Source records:
◆ ◆ ◆ ◆ ◆
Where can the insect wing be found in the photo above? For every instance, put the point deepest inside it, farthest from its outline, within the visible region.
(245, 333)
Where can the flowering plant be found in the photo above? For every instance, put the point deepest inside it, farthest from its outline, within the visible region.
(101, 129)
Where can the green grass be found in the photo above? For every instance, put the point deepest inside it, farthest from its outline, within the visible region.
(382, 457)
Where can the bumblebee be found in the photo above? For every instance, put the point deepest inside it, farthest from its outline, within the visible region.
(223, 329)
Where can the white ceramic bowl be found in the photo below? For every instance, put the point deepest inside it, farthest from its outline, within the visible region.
◆ ◆ ◆ ◆ ◆
*Assigned task*.
Word for word, write out every entry shown above.

*Solution to this task*.
Where can the insect wing be found in the photo above? For every instance, put the point deepest inside it, farthest from its outline, within the visible region.
(245, 333)
Where can the flowering plant be found in the photo above? For every instance, put the point deepest inside it, farthest from its outline, within the visible region.
(101, 129)
Where can the green grass be found in the photo above? For every instance, put the point deepest inside it, farthest from its outline, within the visible region.
(382, 457)
Where can the bumblebee be found in the photo above? For every instance, put the point deepest inside it, farthest from its outline, within the visible region.
(223, 329)
Where can the white ceramic bowl be found in the photo below? For every instance, put the point deepest inside it, farthest from its outline, within the visible region.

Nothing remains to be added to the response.